» Supplied text:
'''
7.13.2010

What Confucius Can Teach You About Living a Happier Life

What Confucius Can Teach You About Living a Happier Life


“It is better to play than do nothing.”

“Men’s natures are alike; it is their habits that separate them.”


“Only the wisest and stupidest of men never change.”


About 2500 years ago there lived a man called Confucius. He was Chinese philosopher and thinker and has had a big influence on life and thought systems in countries like China, Korea and Japan for a long, long time. His teachings became the system of philosophy called Confucianism.


Today I’d like to share a few of my favorite happiness tips from Confucius.

What goes around, comes around.


“What you do not want done to yourself, do not do to others.”


A very simple rule for how life often works. The Law of Reciprocity is strong in people. How you treat others, they are likely to treat you. So be honest and think about what you do to others and what they are doing to you. And think about how you can change and improve what you do to them.


The payoff may not be instant though. So let go of your need for instant gratification and continue to act in a way that you feel is right rather than quickly giving up doing positive things just because you didn’t get validation and positive feedback right away.

You have to do to understand.


“I hear and I forget. I see and I remember. I do and I understand.”

This is a key piece of advice. It’s easy to confuse what you read in a book or see happen to someone else as having an idea of how it is to do or experience such a thing for yourself. Sometimes it gives you a good idea of what it is about. Other times it’s quite different than you thought it would be.

So while books and seeing someone doing something can be useful, the key to really understanding what something is about is to do it yourself. You can argue with yourself or others about an idea for years. Have logical discussions and theories. But until you actually try it for yourself you won’t understand it.
'''
» Aim of the exercise: Reproduce everything in the piece on Confucius from "What goes around, comes" down to "feedback right away.", keeping every word and punctuation mark unchanged.

» Data provided:
'''
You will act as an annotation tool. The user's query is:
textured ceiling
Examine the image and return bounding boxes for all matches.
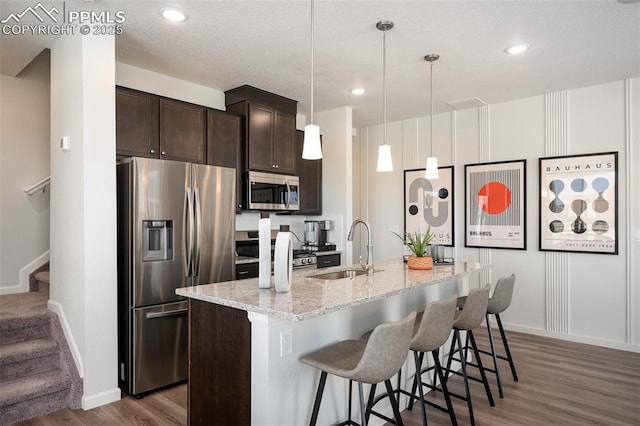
[0,0,640,127]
'''
» Output of the task:
What goes around, comes around.


“What you do not want done to yourself, do not do to others.”


A very simple rule for how life often works. The Law of Reciprocity is strong in people. How you treat others, they are likely to treat you. So be honest and think about what you do to others and what they are doing to you. And think about how you can change and improve what you do to them.


The payoff may not be instant though. So let go of your need for instant gratification and continue to act in a way that you feel is right rather than quickly giving up doing positive things just because you didn’t get validation and positive feedback right away.